### TEXT FOR ANALYSIS

——

Then, going back to the MCs, Chan recommends students answer questions 7 to 20 first, as they are easier. “It is better to warm yourself up with the latter questions. And then go back to questions 1 to 6, the map reading questions, which are harder. Since students can’t guess the answer using logic, it [the difficulty] would usually affect their confidence,” he noted, adding that students usually get at least three questions wrong in the six map reading MCs.
Chan reminds students not to overlook the MCs, since it could define your final grade of the elective. “The MCs have been more difficult in recent years. The correct rate has dropped from 60 per cent to last year’s 43.9 per cent. So, students should not have the misconception that the questions are gonna be easier because of Covid,” he stressed.
Now, the MCs have been adjusted to carry 24 per cent of the paper, which means that each question is worth 1.2 marks. “For Geography, the difference between 5** and level 4 might just up to 10 marks, so the range is very narrow. The MCs could determine your final grade.”
As for Section B, Chan said for each question students should not spend more than 30 minutes and they have to move on to the essay part before 10.15am.
He said answering the data-based structured questions is similar to solving the quizzes. “The key is to refer to the data. Everything that appears on the table or content is needed to be used to answer the questions,” Chan pointed out, adding that students should get more marks in this section.
Lastly, for Section C short essays, students should not spend more than 45 minutes. “For students who aim high, the essay part is the key … And if one can score eight or nine marks, they are already at the 5** level,” he said.
Chan noted that most candidates have a good knowledge base but lack the skills to express it. “All too often, students don’t know how to write a good topic sentence and neglect [the importance of] examples.”

——

### DATA BLOCK
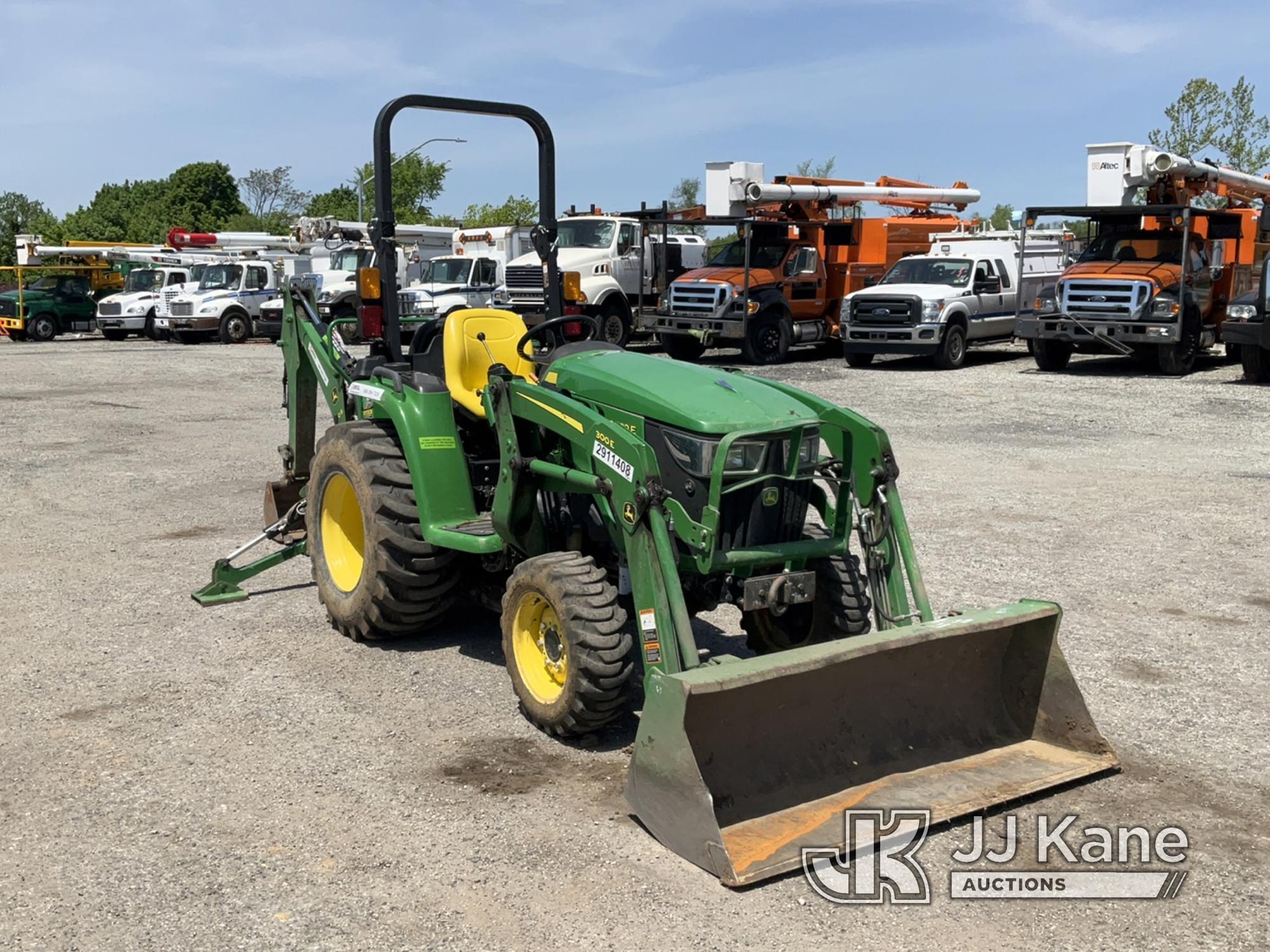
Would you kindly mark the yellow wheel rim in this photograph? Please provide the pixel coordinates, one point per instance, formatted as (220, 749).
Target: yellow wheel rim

——

### ASSIGNMENT
Extend the piece on Chan's Geography exam advice with a few more paragraphs that pick up after its final sentence, which ends with "neglect [the importance of] examples."

### RESULT OF THE TASK
He reminds students to understand the types of questions and write updated and concrete examples, which should include time, year, name, and a brief summary of the incident. “There is no need to write too long for each point; instead one should try to present diverse angles and perspectives.”
Comprising 25 per cent of the total grade, Paper 2 includes Section D, one data/skill-based/structured question, and Section E, one short essay. Students are given 1 hour and 15 minutes.
Chan suggests candidates finish Section D within 30 minutes and spend up to 40 minutes on the short essay part. “Since the time is not that flexible [compared to Paper 1], students should not seek perfection. If you have written all the required elements [in your answer], you should move on to the next points.”
Noticing some students mistakenly thought that the chapters that had been covered in the past years would not appear again, Chan reminds students to not make any predictions or assumptions on the topics.
“In fact, some topics have appeared for three consecutive years. So don’t guess which chapter would be used for DBQ or essay and don’t just study a few chapters. You should go through all the chapters if possible,” he noted.
Tips before D-Day
Create “exam conditions” by revising
Since the examination dates between each elective subject are very close, Chan said it’s normal for students to revise everything in the textbook but they should write at least five essays before the exam.
“For writing essays, students really need to have a certain kind of ‘condition’ and it’s very different from taking Chinese or maths exams. So you need to warm yourself up and familiarise yourself with the pattern of geography questions,” he said, adding that students should also practice their map reading skills by timing themselves when doing the exercises.
Chapters that students must study for Paper 2
Elective one: Dynamic Earth in Paper 2
Chan said a question on rocks should appear in the DBQ or essay. Therefore, students must be able to identify the three types of rock. There are four key things that students should know about rocks – their characteristics, formation process, distribution in Hong Kong and how it affects Hong Kong-related land forces.